> REQUEST: Copy out, word for word, the portion of the forum post on cudaMallocHost in Matlab mex files between "On reflection this" and "division routine… C=A/B)", inclusive.

> DOCUMENT EXCERPT:
Matlab mex files and cudaMallocHost

In one of my Matlab mex functions, I am allocating an array in the usual way like this:

dims0[0]=N; dims0[1]=M;

Ap[0] = mxCreateNumericArray(2,dims0,mxSINGLE_CLASS,mxREAL);

A = (float*) mxGetData(Ap[0]);

This has been working fine. This array is filled in the mex routine and then shipped out to the GPU device; its a rather large array:

cudaMemcpy (Arg, A, N*M * sizeof(A[0]), cudaMemcpyHostToDevice);

Its all been working great.

Reading the CUDA reference documentation, I ran across the suggestion that where possible cudaMallocHost() should be used, because the page-locked memory allows for faster Host-Device data transfer. Ah ha! says I, I’ll do:

cudaMallocHost((void**)&A,sizeof(float)*M*N);

instead of the Matlab array allocation, and so I can speed up the transfer of A to the device. This works fine, up until a mexCallMATLAB(1,&lhs[0],2,rhs,“mrdivide”); is called, where these variables have nothing to do with A.

When the mexCallMATLAB is reached the program crashes, with the usual Matlab barf. I’ve concluded that cudaMallocHost() does not play well with Matlab, and that memory corruption results.

Is this true? Is cudaMallocHost() to be avoided in mex files?

Perhaps the answer is here: http://www.mathworks.de/matlabcentral/news…w_thread/162021 (This looks like a well known issue, but I’ll make the post anyways…I should likely use mxCalloc instead)

On reflection this afternoon, it occurs to me that one could actually sometimes get away with using cudaMallocHost() in a mex file - it is a matter of avoiding any calls to matlab. So one could cudaMallocHost(), compute away, and then clear out the CUDA variables before Matlab is aware of what is going on and complain (its the “don’t ask, don’t tell” memory policy). Unfortunately, I need the matlab division, so I am stuck…

(I’ve said it once, I’ll say it again…we need a CUDA matrix division routine… C=A/B)

> INFORMATION SHOWN:
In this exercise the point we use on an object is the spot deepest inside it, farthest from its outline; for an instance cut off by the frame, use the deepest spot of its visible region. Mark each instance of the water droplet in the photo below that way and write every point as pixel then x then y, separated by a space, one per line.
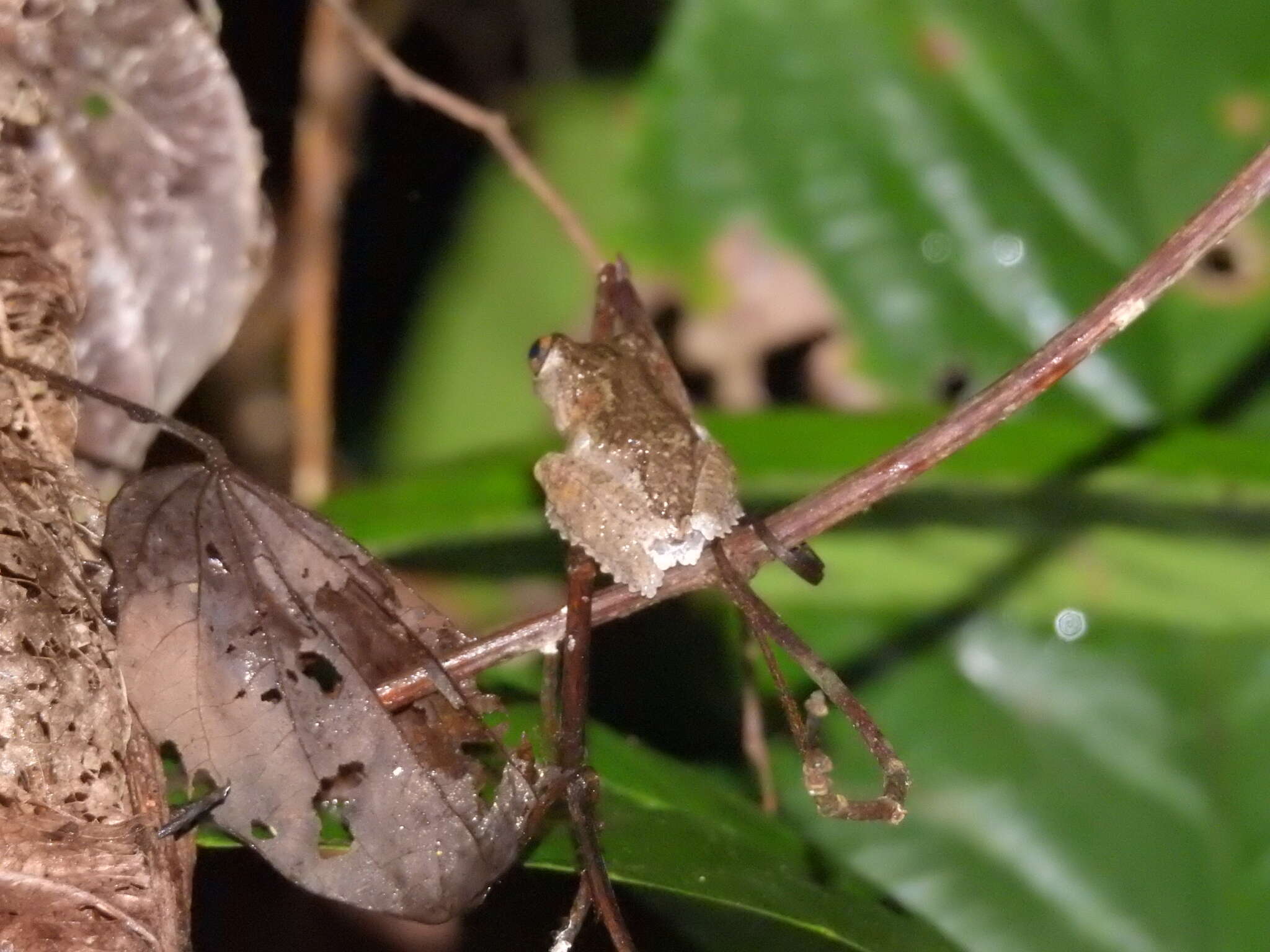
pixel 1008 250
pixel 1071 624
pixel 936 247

> EXPECTED ANSWER:
On reflection this afternoon, it occurs to me that one could actually sometimes get away with using cudaMallocHost() in a mex file - it is a matter of avoiding any calls to matlab. So one could cudaMallocHost(), compute away, and then clear out the CUDA variables before Matlab is aware of what is going on and complain (its the “don’t ask, don’t tell” memory policy). Unfortunately, I need the matlab division, so I am stuck…

(I’ve said it once, I’ll say it again…we need a CUDA matrix division routine… C=A/B)